_REQUIREMENTS:_ Copy out exactly the lines from the line containing "Provide the segmentation of every instance of the dais" to the end of the listing.

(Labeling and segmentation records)
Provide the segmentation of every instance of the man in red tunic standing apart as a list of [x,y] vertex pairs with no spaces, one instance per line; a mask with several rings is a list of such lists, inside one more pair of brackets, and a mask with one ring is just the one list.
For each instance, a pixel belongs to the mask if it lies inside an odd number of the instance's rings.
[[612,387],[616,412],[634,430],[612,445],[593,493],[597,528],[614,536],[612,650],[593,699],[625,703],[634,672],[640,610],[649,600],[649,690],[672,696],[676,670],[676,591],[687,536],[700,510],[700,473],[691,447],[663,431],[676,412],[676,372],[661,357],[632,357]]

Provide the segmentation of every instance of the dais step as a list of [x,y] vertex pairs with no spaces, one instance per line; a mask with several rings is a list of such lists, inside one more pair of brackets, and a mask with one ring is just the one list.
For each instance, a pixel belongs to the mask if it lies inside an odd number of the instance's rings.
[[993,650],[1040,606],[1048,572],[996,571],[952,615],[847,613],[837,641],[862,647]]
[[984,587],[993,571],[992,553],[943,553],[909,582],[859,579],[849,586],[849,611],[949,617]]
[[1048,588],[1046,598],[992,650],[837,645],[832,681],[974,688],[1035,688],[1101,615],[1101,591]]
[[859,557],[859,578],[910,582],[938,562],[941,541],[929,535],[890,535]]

_TASK ANSWER:_
Provide the segmentation of every instance of the dais step as a list of [x,y] vertex pairs with no spaces, one instance per line; a mask with several rings is a list of such lists, inside one more pair of brackets, and a mask with one ring is just the one list.
For each instance, a pixel belongs to the mask if it lies inside an odd number of the instance's rings.
[[993,650],[1040,606],[1048,572],[996,571],[952,615],[847,613],[837,641],[862,647]]
[[984,587],[993,571],[992,553],[943,553],[909,582],[859,579],[849,586],[849,611],[949,617]]
[[1048,588],[1046,598],[992,650],[837,645],[832,681],[974,688],[1035,688],[1101,615],[1101,591]]
[[859,557],[859,578],[910,582],[938,562],[941,541],[929,535],[890,535]]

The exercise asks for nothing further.